→ REQUIREMENT
Your answer must contain each line of the data, copied exactly.

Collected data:
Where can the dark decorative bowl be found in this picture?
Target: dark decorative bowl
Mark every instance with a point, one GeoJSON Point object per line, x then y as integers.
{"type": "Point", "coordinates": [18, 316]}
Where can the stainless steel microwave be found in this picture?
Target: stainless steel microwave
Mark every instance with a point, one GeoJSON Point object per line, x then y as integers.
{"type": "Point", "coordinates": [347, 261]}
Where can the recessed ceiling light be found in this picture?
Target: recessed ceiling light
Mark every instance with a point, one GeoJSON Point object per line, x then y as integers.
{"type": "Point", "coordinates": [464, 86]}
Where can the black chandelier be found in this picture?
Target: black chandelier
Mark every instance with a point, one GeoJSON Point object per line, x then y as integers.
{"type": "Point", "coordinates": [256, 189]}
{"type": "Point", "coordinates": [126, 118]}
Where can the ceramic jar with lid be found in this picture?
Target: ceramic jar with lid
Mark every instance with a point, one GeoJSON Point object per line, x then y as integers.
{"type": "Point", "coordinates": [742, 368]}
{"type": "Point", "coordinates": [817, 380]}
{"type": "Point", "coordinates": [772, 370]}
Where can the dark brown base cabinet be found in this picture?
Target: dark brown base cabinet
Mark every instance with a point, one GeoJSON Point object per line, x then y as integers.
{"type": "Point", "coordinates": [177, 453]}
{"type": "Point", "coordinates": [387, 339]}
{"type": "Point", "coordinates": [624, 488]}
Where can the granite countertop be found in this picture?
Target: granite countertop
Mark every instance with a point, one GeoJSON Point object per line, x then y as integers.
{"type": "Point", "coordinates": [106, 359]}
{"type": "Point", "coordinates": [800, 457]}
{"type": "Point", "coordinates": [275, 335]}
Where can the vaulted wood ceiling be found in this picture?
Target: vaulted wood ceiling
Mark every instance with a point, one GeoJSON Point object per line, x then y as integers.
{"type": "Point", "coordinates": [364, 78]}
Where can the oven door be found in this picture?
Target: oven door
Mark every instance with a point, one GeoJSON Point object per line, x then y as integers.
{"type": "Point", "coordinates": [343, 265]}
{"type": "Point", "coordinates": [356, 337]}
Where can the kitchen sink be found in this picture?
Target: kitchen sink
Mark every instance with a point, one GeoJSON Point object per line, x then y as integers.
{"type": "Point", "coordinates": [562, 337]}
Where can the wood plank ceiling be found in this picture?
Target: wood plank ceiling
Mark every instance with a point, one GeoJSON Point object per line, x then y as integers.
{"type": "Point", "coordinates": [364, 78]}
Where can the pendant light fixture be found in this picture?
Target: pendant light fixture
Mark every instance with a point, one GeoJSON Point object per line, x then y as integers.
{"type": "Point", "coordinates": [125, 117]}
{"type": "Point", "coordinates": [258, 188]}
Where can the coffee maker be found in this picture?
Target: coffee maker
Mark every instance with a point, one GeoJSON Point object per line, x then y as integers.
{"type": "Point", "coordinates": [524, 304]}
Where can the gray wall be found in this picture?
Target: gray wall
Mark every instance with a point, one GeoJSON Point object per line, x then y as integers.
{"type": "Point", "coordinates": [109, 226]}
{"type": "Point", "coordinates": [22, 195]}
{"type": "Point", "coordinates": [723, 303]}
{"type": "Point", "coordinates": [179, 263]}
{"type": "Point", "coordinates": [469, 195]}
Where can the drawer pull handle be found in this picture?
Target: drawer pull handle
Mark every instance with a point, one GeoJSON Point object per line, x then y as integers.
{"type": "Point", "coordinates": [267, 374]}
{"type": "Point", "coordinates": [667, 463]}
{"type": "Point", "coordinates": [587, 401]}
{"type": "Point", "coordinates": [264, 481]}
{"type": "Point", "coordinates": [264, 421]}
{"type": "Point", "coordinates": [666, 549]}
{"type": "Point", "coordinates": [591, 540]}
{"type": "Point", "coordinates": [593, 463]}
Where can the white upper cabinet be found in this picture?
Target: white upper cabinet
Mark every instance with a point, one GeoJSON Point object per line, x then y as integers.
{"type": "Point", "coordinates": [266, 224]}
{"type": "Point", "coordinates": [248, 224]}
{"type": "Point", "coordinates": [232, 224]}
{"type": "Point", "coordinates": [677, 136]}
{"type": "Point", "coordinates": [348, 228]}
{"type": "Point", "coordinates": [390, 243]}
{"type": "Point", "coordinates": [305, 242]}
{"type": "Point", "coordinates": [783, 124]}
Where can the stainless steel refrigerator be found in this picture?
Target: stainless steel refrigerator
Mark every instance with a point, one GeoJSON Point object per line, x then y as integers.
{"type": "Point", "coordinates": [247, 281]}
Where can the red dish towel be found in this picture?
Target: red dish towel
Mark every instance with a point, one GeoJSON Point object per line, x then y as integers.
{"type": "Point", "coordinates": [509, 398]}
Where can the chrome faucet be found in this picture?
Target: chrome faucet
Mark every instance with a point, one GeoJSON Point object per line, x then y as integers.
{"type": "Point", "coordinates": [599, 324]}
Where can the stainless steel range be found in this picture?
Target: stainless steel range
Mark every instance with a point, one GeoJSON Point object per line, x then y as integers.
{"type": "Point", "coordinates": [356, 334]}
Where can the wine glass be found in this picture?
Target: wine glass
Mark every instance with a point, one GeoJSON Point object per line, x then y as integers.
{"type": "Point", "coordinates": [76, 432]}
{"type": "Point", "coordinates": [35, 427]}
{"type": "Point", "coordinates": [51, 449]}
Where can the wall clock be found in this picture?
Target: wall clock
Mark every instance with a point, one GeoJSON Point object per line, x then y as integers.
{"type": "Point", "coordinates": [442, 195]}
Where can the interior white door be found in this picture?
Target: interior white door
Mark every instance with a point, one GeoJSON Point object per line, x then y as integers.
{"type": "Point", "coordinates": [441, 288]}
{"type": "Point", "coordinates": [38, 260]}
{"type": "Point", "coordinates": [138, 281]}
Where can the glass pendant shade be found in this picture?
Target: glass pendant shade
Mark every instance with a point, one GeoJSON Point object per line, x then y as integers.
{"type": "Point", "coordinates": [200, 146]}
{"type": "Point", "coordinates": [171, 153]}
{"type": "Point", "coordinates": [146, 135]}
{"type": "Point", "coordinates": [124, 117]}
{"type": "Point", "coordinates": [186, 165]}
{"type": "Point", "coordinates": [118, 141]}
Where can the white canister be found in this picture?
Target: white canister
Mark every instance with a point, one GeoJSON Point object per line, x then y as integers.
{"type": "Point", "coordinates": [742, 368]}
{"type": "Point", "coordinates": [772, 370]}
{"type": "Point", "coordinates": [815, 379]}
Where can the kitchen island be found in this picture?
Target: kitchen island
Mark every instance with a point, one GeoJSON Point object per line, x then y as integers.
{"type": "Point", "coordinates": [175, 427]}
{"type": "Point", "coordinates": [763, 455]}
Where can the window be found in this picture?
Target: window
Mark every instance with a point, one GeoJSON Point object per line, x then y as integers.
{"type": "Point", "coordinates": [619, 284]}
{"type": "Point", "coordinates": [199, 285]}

→ EXERCISE ANSWER
Where can the dark decorative bowl be found in this picture?
Target: dark decorative bowl
Mark every instance with a point, one GeoJSON Point object per line, x then y as integers.
{"type": "Point", "coordinates": [18, 316]}
Where can the stainless steel microwave be found in this picture?
Target: stainless steel microwave
Mark every instance with a point, one GeoJSON Point object per line, x then y as integers.
{"type": "Point", "coordinates": [347, 261]}
Where can the recessed ceiling light be found in this picture?
Target: recessed ceiling light
Mark every instance with a point, one GeoJSON Point object per line, x then y as integers.
{"type": "Point", "coordinates": [464, 86]}
Where can the black chandelier be found in this picture?
Target: black chandelier
Mark every instance with a point, one GeoJSON Point object per line, x then y as integers.
{"type": "Point", "coordinates": [256, 189]}
{"type": "Point", "coordinates": [126, 118]}
Where can the ceramic jar with lid be found in this picture?
Target: ceramic jar with lid
Mark every instance with a point, one GeoJSON Point object per line, x then y as integers.
{"type": "Point", "coordinates": [742, 368]}
{"type": "Point", "coordinates": [817, 380]}
{"type": "Point", "coordinates": [772, 370]}
Where can the dark brown base cabinet be found in this picture?
Target: dark brown base cabinet
Mark every instance with a point, one GeoJSON Point object per line, x then y as integers.
{"type": "Point", "coordinates": [177, 453]}
{"type": "Point", "coordinates": [387, 339]}
{"type": "Point", "coordinates": [624, 488]}
Where can the granite countertop be found in this picture?
Target: granite countertop
Mark every instance with a point, one GeoJSON Point object per line, x then y as integers.
{"type": "Point", "coordinates": [106, 359]}
{"type": "Point", "coordinates": [800, 457]}
{"type": "Point", "coordinates": [275, 335]}
Where can the vaulted wood ceiling be found in this picture?
Target: vaulted wood ceiling
Mark every instance with a point, one GeoJSON Point object per line, x then y as integers.
{"type": "Point", "coordinates": [364, 78]}
Where can the oven door be found in this picture?
Target: oven door
Mark every instance with a point, one GeoJSON Point object per line, x then y as integers.
{"type": "Point", "coordinates": [343, 265]}
{"type": "Point", "coordinates": [356, 337]}
Where can the kitchen sink be found in this picture?
Target: kitchen sink
Mark every instance with a point, one GeoJSON Point object per line, x then y as integers.
{"type": "Point", "coordinates": [562, 337]}
Where can the wood plank ceiling be found in this picture?
Target: wood plank ceiling
Mark every instance with a point, one GeoJSON Point object per line, x then y as integers.
{"type": "Point", "coordinates": [364, 78]}
Where can the pendant light fixture be found in this picture?
Target: pendant light fixture
Mark every instance with a point, one GeoJSON Point object per line, x then y as integers.
{"type": "Point", "coordinates": [125, 117]}
{"type": "Point", "coordinates": [258, 188]}
Where can the coffee maker be found in this picture?
Target: coffee maker
Mark every instance with a point, one GeoJSON Point object per line, x then y as integers.
{"type": "Point", "coordinates": [524, 304]}
Where can the gray wall be found in this picture?
Target: gray wall
Mark every instance with a point, one GeoJSON Point object per line, x then y as integers.
{"type": "Point", "coordinates": [109, 226]}
{"type": "Point", "coordinates": [22, 195]}
{"type": "Point", "coordinates": [723, 303]}
{"type": "Point", "coordinates": [179, 263]}
{"type": "Point", "coordinates": [469, 195]}
Where can the drawer pull handle be found in this picture?
Target: drawer pull handle
Mark every instance with a point, one GeoJSON Point object per line, x then y as integers.
{"type": "Point", "coordinates": [267, 374]}
{"type": "Point", "coordinates": [667, 463]}
{"type": "Point", "coordinates": [587, 401]}
{"type": "Point", "coordinates": [264, 481]}
{"type": "Point", "coordinates": [264, 421]}
{"type": "Point", "coordinates": [666, 549]}
{"type": "Point", "coordinates": [591, 540]}
{"type": "Point", "coordinates": [593, 463]}
Where can the white upper cabinet be found in this picture?
Target: white upper cabinet
Mark every instance with a point, one GeoJSON Point object per line, x then y as integers.
{"type": "Point", "coordinates": [266, 224]}
{"type": "Point", "coordinates": [248, 224]}
{"type": "Point", "coordinates": [232, 224]}
{"type": "Point", "coordinates": [677, 136]}
{"type": "Point", "coordinates": [348, 228]}
{"type": "Point", "coordinates": [390, 243]}
{"type": "Point", "coordinates": [305, 242]}
{"type": "Point", "coordinates": [783, 124]}
Where can the stainless steel refrigerator be found in this picture?
Target: stainless steel refrigerator
Mark every instance with a point, one GeoJSON Point object per line, x then y as integers.
{"type": "Point", "coordinates": [247, 281]}
Where can the red dish towel be found in this picture?
Target: red dish towel
Mark every instance with a point, one GeoJSON Point object per line, x then y as integers.
{"type": "Point", "coordinates": [509, 398]}
Where can the chrome faucet be found in this picture?
Target: chrome faucet
Mark every instance with a point, one GeoJSON Point object per line, x then y as integers.
{"type": "Point", "coordinates": [599, 324]}
Where can the stainless steel range be found in this picture?
Target: stainless steel range
Mark every instance with a point, one GeoJSON Point object per line, x then y as integers.
{"type": "Point", "coordinates": [356, 334]}
Where can the wine glass be found in this picture?
Target: wine glass
Mark every instance with a point, one GeoJSON Point object per line, x then y as integers.
{"type": "Point", "coordinates": [76, 432]}
{"type": "Point", "coordinates": [35, 427]}
{"type": "Point", "coordinates": [51, 449]}
Where can the wall clock be found in this picture?
Target: wall clock
Mark every instance with a point, one GeoJSON Point object per line, x then y as integers.
{"type": "Point", "coordinates": [442, 195]}
Where can the interior white door be found in this picture?
Target: interior white door
Mark every instance with a point, one GeoJSON Point object per line, x then y as integers.
{"type": "Point", "coordinates": [441, 288]}
{"type": "Point", "coordinates": [38, 260]}
{"type": "Point", "coordinates": [138, 281]}
Where can the glass pendant shade be found in this picture?
Target: glass pendant shade
Mark every instance with a point, one GeoJSON Point object per line, x then y as integers.
{"type": "Point", "coordinates": [200, 146]}
{"type": "Point", "coordinates": [171, 153]}
{"type": "Point", "coordinates": [146, 135]}
{"type": "Point", "coordinates": [124, 117]}
{"type": "Point", "coordinates": [186, 165]}
{"type": "Point", "coordinates": [118, 141]}
Where can the white canister be found in this picture?
Target: white canister
Mark every instance with a point, one GeoJSON Point object per line, x then y as integers.
{"type": "Point", "coordinates": [742, 368]}
{"type": "Point", "coordinates": [772, 370]}
{"type": "Point", "coordinates": [815, 379]}
Where can the kitchen island be found in this picture?
Target: kitchen island
Mark every instance with a point, one GeoJSON Point object per line, x then y as integers.
{"type": "Point", "coordinates": [175, 427]}
{"type": "Point", "coordinates": [763, 455]}
Where can the window be found in this picture?
Target: window
Mark every instance with a point, one GeoJSON Point object per line, x then y as integers.
{"type": "Point", "coordinates": [619, 284]}
{"type": "Point", "coordinates": [199, 285]}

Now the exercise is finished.